Task requirements: Reproduce the listing below word for word, keeping every line and number unchanged.

(Portion of a data file)

•••••

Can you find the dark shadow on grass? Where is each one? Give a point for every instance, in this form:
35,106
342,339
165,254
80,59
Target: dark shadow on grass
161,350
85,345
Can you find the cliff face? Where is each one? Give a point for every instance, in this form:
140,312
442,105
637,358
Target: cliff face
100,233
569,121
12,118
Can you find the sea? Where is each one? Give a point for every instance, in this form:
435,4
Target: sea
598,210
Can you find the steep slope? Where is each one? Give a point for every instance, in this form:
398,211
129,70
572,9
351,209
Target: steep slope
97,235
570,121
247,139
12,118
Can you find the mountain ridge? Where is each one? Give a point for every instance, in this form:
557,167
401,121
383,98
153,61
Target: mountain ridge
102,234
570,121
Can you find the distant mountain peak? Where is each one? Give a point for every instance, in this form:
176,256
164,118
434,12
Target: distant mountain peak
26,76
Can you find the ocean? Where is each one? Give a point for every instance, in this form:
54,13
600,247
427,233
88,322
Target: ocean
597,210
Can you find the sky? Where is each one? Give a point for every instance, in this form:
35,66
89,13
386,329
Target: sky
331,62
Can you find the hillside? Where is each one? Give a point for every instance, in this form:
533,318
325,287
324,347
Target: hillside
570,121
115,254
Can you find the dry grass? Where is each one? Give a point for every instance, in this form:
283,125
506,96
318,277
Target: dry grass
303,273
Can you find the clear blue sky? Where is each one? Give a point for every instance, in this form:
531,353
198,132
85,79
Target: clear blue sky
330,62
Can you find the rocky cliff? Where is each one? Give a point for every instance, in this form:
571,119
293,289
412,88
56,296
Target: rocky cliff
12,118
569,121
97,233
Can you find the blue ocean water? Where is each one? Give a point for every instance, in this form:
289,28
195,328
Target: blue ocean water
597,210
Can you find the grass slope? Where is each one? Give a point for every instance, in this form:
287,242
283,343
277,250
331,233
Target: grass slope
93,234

•••••

Reply to the exercise:
Can you find the dark shadow on grass? Where is each one? Give a point for every instance, in this form:
35,106
342,339
165,254
80,59
Target: dark shadow on grass
161,350
85,345
Can you find the cliff face? Where is each one? Give a point for every instance, in this form:
140,312
442,105
637,358
Target: cliff face
100,233
569,121
12,118
Can you find the sea? Where is each one? Give a point for every instance, in this form:
435,4
Target: sea
598,210
Can you find the steep slope? Where is each one? Give a point for every instance, in this form:
398,211
129,70
572,9
351,209
Target: steep slope
97,235
570,121
247,139
12,118
Can you find the mountain ridge? Where is each one? Give a point for every instance, in this form:
557,167
401,121
383,98
153,61
Target: mountain ridge
102,234
570,121
Can you find the distant mountain peak? Where is each one? Give a point for every instance, in this form:
176,256
164,118
434,12
Target: distant mountain peak
26,76
Can you find the ocean? Where is each one? Give a point for every instance, in this form:
54,13
600,247
427,233
88,322
Target: ocean
597,210
Can you find the sky? Where is each one? Give a point for every instance, in this form:
35,66
89,13
386,329
Target: sky
331,62
Can you find the hillside? Where is each one? Give a point for every instance, in this form:
533,318
325,287
324,347
Target: hillside
570,121
115,254
Can you find the dry grass? Where is each one? Give a point for every instance, in this form:
283,125
506,96
318,277
Target: dry grass
303,273
Can you find the clear blue sky? Where is each one? Give a point for every instance, in this form:
531,353
198,132
85,79
Target: clear blue sky
330,62
Can you find the rocky cliff? Where is each one? Give a point for every instance, in this form:
571,119
293,289
412,88
56,296
Target: rocky cliff
12,118
569,121
97,233
Can you find the blue ocean water? Where is each one? Give a point for every instance, in this form:
289,28
195,328
Target: blue ocean water
597,210
Can you find the grass slope? Where is each one? Give a point for every instance, in this form:
287,242
283,343
277,250
331,233
Target: grass slope
93,234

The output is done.